*Task goal*. Every line of the material must be set down again without alteration.

Content starts

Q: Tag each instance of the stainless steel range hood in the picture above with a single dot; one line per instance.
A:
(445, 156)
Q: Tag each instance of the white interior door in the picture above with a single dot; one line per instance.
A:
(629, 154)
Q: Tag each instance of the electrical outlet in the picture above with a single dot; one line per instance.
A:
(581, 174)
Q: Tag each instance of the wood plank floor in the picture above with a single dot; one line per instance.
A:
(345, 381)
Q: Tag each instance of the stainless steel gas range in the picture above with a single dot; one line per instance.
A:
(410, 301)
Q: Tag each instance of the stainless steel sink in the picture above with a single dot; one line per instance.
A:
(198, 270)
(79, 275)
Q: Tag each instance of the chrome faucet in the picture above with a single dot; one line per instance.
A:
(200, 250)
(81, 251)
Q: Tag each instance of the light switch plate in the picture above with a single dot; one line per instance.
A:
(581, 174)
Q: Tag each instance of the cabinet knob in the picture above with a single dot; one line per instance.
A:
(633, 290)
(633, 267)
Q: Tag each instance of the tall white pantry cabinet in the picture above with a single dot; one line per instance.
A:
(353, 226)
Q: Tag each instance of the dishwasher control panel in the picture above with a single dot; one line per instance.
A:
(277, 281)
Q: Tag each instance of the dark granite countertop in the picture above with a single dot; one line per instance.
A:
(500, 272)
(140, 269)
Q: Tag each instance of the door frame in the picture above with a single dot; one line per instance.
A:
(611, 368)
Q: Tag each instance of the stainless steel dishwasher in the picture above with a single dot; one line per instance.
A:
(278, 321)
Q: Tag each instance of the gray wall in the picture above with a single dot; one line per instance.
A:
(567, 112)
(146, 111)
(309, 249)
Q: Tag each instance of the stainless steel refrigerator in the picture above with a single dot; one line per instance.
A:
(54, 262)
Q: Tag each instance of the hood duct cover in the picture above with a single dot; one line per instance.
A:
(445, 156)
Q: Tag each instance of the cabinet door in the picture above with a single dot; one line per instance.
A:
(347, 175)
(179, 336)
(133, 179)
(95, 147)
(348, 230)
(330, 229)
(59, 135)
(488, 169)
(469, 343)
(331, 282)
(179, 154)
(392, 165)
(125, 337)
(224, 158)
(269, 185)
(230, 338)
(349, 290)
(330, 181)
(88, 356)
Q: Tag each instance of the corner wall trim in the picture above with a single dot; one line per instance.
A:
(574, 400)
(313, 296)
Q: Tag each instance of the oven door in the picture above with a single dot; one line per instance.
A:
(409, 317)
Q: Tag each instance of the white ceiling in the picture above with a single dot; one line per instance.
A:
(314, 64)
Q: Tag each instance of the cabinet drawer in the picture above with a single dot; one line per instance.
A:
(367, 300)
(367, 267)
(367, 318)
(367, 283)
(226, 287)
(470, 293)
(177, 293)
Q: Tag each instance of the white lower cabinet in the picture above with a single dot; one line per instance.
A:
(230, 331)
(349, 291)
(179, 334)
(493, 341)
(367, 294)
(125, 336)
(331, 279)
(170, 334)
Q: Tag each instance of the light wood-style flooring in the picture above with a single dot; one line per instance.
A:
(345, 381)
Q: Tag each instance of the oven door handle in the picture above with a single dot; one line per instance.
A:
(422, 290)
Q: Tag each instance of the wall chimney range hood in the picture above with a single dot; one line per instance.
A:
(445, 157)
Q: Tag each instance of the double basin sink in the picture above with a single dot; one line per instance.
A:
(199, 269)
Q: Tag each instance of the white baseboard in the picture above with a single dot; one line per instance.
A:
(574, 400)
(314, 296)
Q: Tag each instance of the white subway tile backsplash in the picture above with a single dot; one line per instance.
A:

Content ends

*Solution to the exercise*.
Q: Tag each instance of the stainless steel range hood in the picture above with a single dot; one line per instance.
A:
(445, 156)
Q: Tag each instance of the white interior door in the picture above with a single dot; one line per instance.
A:
(629, 154)
Q: Tag each instance of the electrical outlet in the picture above with a single dot; one line per instance.
A:
(581, 174)
Q: Tag each instance of the wood plank floor in the picture above with a single dot; one line per instance.
A:
(345, 381)
Q: Tag each instance of the stainless steel gas range in the picture above with a single dot; one line per instance.
A:
(410, 301)
Q: Tag each instance of the stainless steel sink in the picture above with a single dot; one line per instance.
A:
(198, 270)
(79, 275)
Q: Tag each instance of the chrome faucet in the picture above with a single dot; one line per instance.
A:
(200, 250)
(81, 251)
Q: Tag each instance of the light switch plate in the picture above with a single dot; one line per instance.
A:
(581, 174)
Q: Tag each instance of the cabinet knob in the picture above with a single dot; one line per instance.
A:
(633, 290)
(633, 267)
Q: Tag each instance of the tall white pantry cabinet in the picture above with a single dot; one line per instance.
A:
(353, 226)
Q: Tag each instance of the dishwasher control panel in the picture above with a single dot; one line per instance.
A:
(277, 281)
Q: Tag each instance of the dark granite countertop in the picture above with a single dot; one line per instance.
A:
(500, 272)
(140, 269)
Q: Tag each instance of the door frame in the picture above with a single dot; one line per instance.
A:
(611, 368)
Q: Tag each instance of the stainless steel dishwasher in the picture above with a single dot; one line per instance.
A:
(278, 321)
Q: Tag each instance of the gray wall in the picture above with a single dot; one line per instance.
A:
(567, 112)
(146, 111)
(309, 249)
Q: Tag each instance of the stainless steel refrigerator in the picture above with a single dot; one line per instance.
A:
(54, 262)
Q: Tag each instance of the hood duct cover in the picture above with a single dot; one line per instance.
A:
(445, 156)
Q: Tag each instance of the cabinet door in the picture above with a single dot; one line per instance.
A:
(347, 175)
(179, 336)
(133, 179)
(95, 147)
(348, 230)
(330, 229)
(59, 135)
(488, 169)
(469, 343)
(331, 282)
(179, 154)
(392, 165)
(125, 337)
(224, 158)
(269, 185)
(230, 338)
(349, 290)
(330, 181)
(88, 356)
Q: Tag each instance of the corner wall trim in the picture above with a single dot; one line per instance.
A:
(574, 400)
(313, 296)
Q: Tag each instance of the oven door in the picture above with a single dot; one line per instance.
A:
(409, 317)
Q: Tag each instance of the white ceiling in the picture above with a single dot; one line per instance.
A:
(314, 64)
Q: Tag each instance of the cabinet drawer in the picture above with a single dot; one line per instance.
A:
(367, 300)
(367, 267)
(367, 318)
(367, 283)
(226, 287)
(470, 293)
(177, 293)
Q: Tag each instance of the white lower cabinet in the picture above with a single dot; one line per instance.
A:
(230, 331)
(349, 291)
(179, 334)
(493, 341)
(367, 294)
(125, 336)
(331, 279)
(170, 334)
Q: Tag each instance of the light wood-style flooring in the picture above with a single dot; one line per instance.
A:
(345, 381)
Q: Tag each instance of the oven door handle in the picture above with a single dot; one line per instance.
A:
(422, 290)
Q: Tag each instance of the wall chimney range hood in the picture above with a single dot; one line per instance.
A:
(445, 157)
Q: Tag each instance of the double basin sink in the picture above with a single dot; one line per instance.
A:
(199, 269)
Q: Tag each instance of the white baseboard in the picture above with a single dot; one line per instance.
A:
(574, 400)
(314, 296)
Q: Tag each instance of the white subway tile backsplash in the picture above with a single dot; one line per instance.
A:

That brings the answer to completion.